/---
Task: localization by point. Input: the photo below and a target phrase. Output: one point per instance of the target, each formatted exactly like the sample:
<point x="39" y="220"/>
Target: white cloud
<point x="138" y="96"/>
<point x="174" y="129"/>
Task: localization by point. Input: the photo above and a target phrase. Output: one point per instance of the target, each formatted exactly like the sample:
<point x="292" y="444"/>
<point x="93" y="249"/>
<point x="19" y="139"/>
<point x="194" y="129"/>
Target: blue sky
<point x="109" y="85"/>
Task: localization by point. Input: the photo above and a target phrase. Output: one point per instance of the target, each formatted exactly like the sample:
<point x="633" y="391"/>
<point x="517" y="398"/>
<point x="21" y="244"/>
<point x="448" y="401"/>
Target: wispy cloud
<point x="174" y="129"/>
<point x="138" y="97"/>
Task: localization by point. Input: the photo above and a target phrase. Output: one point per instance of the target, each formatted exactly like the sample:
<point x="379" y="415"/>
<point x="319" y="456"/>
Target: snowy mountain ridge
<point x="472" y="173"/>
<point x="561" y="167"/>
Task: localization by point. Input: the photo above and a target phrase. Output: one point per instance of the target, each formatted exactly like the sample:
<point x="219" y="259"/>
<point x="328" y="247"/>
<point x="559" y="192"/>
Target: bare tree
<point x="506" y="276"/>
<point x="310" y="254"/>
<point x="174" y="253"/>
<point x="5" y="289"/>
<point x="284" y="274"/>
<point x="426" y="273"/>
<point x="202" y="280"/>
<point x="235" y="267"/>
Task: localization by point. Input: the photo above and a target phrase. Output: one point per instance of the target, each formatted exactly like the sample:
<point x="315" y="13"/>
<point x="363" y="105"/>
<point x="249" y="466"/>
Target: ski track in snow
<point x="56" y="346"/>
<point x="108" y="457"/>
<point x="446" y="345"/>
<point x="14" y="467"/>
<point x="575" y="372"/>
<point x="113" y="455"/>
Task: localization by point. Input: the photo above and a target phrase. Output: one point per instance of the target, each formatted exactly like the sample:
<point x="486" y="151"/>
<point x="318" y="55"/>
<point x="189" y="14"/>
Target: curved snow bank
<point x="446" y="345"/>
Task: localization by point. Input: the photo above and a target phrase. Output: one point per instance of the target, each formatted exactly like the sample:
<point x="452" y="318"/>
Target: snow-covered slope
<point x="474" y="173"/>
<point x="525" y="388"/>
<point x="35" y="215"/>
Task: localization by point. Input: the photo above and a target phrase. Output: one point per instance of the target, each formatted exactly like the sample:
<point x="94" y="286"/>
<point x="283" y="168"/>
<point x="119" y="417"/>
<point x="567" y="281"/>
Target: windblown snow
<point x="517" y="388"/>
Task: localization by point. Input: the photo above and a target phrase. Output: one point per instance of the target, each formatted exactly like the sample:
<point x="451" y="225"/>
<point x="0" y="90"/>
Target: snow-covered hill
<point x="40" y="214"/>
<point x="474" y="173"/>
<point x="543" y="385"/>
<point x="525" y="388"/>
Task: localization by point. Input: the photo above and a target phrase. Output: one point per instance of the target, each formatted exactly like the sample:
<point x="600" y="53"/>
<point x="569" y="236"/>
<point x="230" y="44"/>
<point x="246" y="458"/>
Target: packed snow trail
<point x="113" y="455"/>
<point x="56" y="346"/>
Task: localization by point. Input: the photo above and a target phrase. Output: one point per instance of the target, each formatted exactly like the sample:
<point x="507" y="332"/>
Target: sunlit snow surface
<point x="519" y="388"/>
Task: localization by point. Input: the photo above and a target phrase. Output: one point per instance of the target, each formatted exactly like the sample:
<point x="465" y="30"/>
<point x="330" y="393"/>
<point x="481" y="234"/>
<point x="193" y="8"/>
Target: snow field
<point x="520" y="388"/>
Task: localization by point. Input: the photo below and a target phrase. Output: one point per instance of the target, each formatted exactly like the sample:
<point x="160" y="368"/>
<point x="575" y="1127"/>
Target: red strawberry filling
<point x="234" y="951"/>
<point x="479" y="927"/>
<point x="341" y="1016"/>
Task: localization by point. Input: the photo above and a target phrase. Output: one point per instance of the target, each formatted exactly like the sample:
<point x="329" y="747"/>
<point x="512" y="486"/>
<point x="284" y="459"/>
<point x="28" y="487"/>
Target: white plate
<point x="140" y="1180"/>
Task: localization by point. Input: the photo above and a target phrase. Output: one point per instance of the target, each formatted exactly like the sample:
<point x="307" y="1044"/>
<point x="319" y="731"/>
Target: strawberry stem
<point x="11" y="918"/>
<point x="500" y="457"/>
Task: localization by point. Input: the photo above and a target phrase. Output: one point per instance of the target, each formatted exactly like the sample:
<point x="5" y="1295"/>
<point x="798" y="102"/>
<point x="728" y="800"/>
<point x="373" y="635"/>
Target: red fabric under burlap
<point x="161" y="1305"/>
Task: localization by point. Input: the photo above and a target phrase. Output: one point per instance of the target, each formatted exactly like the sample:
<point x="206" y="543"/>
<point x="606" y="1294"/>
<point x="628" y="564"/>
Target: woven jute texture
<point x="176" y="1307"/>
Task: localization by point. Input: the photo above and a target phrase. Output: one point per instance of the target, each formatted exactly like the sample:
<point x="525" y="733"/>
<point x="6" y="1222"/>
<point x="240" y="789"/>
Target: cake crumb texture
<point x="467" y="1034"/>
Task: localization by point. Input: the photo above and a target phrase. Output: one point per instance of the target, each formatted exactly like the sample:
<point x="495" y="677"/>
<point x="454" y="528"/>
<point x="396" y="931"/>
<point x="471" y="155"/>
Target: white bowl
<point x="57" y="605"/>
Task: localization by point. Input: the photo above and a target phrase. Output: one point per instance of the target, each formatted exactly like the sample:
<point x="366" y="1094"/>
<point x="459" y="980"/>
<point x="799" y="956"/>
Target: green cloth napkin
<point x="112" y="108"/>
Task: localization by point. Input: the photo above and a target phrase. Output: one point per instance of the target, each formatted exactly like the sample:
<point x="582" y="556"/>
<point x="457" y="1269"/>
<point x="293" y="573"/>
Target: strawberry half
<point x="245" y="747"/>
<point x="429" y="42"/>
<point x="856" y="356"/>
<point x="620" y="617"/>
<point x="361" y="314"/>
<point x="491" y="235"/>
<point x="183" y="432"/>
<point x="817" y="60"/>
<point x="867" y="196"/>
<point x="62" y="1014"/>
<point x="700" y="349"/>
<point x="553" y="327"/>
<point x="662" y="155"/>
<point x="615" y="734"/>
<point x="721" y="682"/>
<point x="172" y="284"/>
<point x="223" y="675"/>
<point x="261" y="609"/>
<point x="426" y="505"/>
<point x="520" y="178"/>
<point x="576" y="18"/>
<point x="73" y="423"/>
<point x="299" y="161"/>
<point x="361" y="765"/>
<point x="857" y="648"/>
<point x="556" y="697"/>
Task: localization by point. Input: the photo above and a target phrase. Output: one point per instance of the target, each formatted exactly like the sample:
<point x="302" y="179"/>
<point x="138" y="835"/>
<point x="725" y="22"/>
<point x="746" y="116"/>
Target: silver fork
\---
▶ Problem requirements
Transcribe all of the lines in the records precisely.

▶ Correct output
Task: localization by point. Input: the photo below and a target phrase. Output: one point per instance of the target, each formatted exactly like the sample:
<point x="39" y="220"/>
Target: white cloud
<point x="138" y="96"/>
<point x="174" y="129"/>
Task: localization by point. Input: the photo above and a target phrase. Output: one point per instance of the target, each formatted exactly like the sample:
<point x="292" y="444"/>
<point x="93" y="249"/>
<point x="19" y="139"/>
<point x="194" y="129"/>
Target: blue sky
<point x="109" y="85"/>
Task: localization by point. Input: the photo above and a target phrase. Output: one point per instance of the target, each formatted exactly like the sample:
<point x="633" y="391"/>
<point x="517" y="398"/>
<point x="21" y="244"/>
<point x="448" y="401"/>
Target: wispy cloud
<point x="174" y="129"/>
<point x="138" y="97"/>
Task: localization by point. Input: the photo above and a target phrase. Output: one point per instance of the target, each formatted exactly like the sample:
<point x="379" y="415"/>
<point x="319" y="456"/>
Target: snowy mountain ridge
<point x="472" y="173"/>
<point x="561" y="167"/>
Task: localization by point. Input: the photo above and a target phrase. Output: one point per instance of the target, each formatted exactly like the sample:
<point x="219" y="259"/>
<point x="328" y="247"/>
<point x="559" y="192"/>
Target: bare tree
<point x="506" y="276"/>
<point x="310" y="254"/>
<point x="174" y="253"/>
<point x="5" y="289"/>
<point x="284" y="274"/>
<point x="426" y="273"/>
<point x="202" y="280"/>
<point x="235" y="267"/>
Task: localization by point. Input: the photo above and a target phrase. Output: one point per instance of the target, each formatted exactly like the sample:
<point x="315" y="13"/>
<point x="363" y="105"/>
<point x="249" y="466"/>
Target: ski track in snow
<point x="56" y="346"/>
<point x="108" y="457"/>
<point x="446" y="345"/>
<point x="14" y="467"/>
<point x="575" y="372"/>
<point x="113" y="455"/>
Task: localization by point. Input: the photo above and a target phrase. Output: one point per instance of the target, each formatted exactly like the sample:
<point x="486" y="151"/>
<point x="318" y="55"/>
<point x="189" y="14"/>
Target: curved snow bank
<point x="446" y="345"/>
Task: localization by point. Input: the photo above and a target phrase. Output: one point per instance of the target, each formatted exactly like the sample:
<point x="452" y="318"/>
Target: snow-covered slope
<point x="474" y="173"/>
<point x="525" y="388"/>
<point x="35" y="215"/>
Task: localization by point. Input: the photo above and a target phrase. Output: one point per instance of the target, each formatted exactly like the sample:
<point x="94" y="286"/>
<point x="283" y="168"/>
<point x="119" y="417"/>
<point x="567" y="281"/>
Target: windblown snow
<point x="517" y="388"/>
Task: localization by point. Input: the photo above and a target phrase. Output: one point per instance of the target, each formatted exactly like the sample:
<point x="451" y="225"/>
<point x="0" y="90"/>
Target: snow-covered hill
<point x="40" y="214"/>
<point x="474" y="173"/>
<point x="543" y="385"/>
<point x="525" y="388"/>
Task: localization by point. Input: the photo above and a target phrase. Output: one point per instance of the target, each formatted exactly like the sample:
<point x="600" y="53"/>
<point x="569" y="236"/>
<point x="230" y="44"/>
<point x="246" y="458"/>
Target: packed snow trail
<point x="113" y="455"/>
<point x="56" y="346"/>
Task: localization by point. Input: the photo above and a target phrase. Output: one point per instance of the target, each formatted exactly like the sample:
<point x="507" y="332"/>
Target: sunlit snow surface
<point x="519" y="388"/>
Task: localization by point. Input: the photo above and a target phrase. Output: one point per instance of the target, each formatted exactly like the sample:
<point x="465" y="30"/>
<point x="330" y="393"/>
<point x="481" y="234"/>
<point x="193" y="8"/>
Target: snow field
<point x="520" y="388"/>
Task: localization by point. Input: the photo below and a target phrase. Output: one point per instance of the target, each formatted exactly like the sample:
<point x="160" y="368"/>
<point x="575" y="1127"/>
Target: red strawberry filling
<point x="234" y="951"/>
<point x="479" y="927"/>
<point x="341" y="1016"/>
Task: localization by point. Input: the photo above and a target phrase. Output: one point per instance of the target, each formatted exactly like the sample:
<point x="329" y="747"/>
<point x="512" y="486"/>
<point x="284" y="459"/>
<point x="28" y="487"/>
Target: white plate
<point x="140" y="1180"/>
Task: localization by point. Input: the photo above and a target phrase. Output: one point per instance of the target, each formatted exactly like the sample:
<point x="307" y="1044"/>
<point x="319" y="731"/>
Target: strawberry stem
<point x="11" y="918"/>
<point x="500" y="457"/>
Task: localization by point. Input: the photo above and a target phrase. Output: one point per instance of the target, each formatted exactly like the sample:
<point x="5" y="1295"/>
<point x="798" y="102"/>
<point x="728" y="800"/>
<point x="373" y="635"/>
Target: red fabric under burlap
<point x="161" y="1305"/>
Task: localization by point. Input: the photo above and a target phrase. Output: one point per instance of the target, each formatted exactly like the sample:
<point x="206" y="543"/>
<point x="606" y="1294"/>
<point x="628" y="564"/>
Target: woven jute texture
<point x="176" y="1307"/>
Task: localization by point. Input: the photo above and a target phrase. Output: one point per instance of the target, each formatted exactly like the sample:
<point x="525" y="733"/>
<point x="6" y="1222"/>
<point x="240" y="789"/>
Target: cake crumb texture
<point x="467" y="1034"/>
Task: localization by point. Input: the photo above and a target phrase. Output: one point per instance of the target, each formatted exactly like the sample:
<point x="495" y="677"/>
<point x="454" y="528"/>
<point x="396" y="931"/>
<point x="471" y="155"/>
Target: white bowl
<point x="57" y="605"/>
Task: localization by point. Input: the photo above and a target phrase. Output: one point per instance of the target, each formatted exactly like the sample:
<point x="366" y="1094"/>
<point x="459" y="980"/>
<point x="799" y="956"/>
Target: green cloth napkin
<point x="112" y="108"/>
Task: localization by point. Input: the photo above and a target phrase. Output: one point per instance of the target, each formatted exactly like the sample:
<point x="582" y="556"/>
<point x="457" y="1269"/>
<point x="293" y="573"/>
Target: strawberry half
<point x="245" y="747"/>
<point x="429" y="42"/>
<point x="856" y="356"/>
<point x="620" y="617"/>
<point x="361" y="314"/>
<point x="491" y="235"/>
<point x="183" y="432"/>
<point x="817" y="60"/>
<point x="867" y="196"/>
<point x="62" y="1014"/>
<point x="700" y="349"/>
<point x="553" y="327"/>
<point x="662" y="155"/>
<point x="615" y="734"/>
<point x="721" y="682"/>
<point x="172" y="284"/>
<point x="223" y="675"/>
<point x="261" y="609"/>
<point x="426" y="505"/>
<point x="520" y="178"/>
<point x="576" y="18"/>
<point x="73" y="423"/>
<point x="299" y="161"/>
<point x="361" y="765"/>
<point x="857" y="648"/>
<point x="556" y="697"/>
Task: localization by point. Input: the photo above and a target phrase. Output: one point per instance of the target, each formatted exactly like the sample:
<point x="302" y="179"/>
<point x="138" y="835"/>
<point x="725" y="22"/>
<point x="746" y="116"/>
Target: silver fork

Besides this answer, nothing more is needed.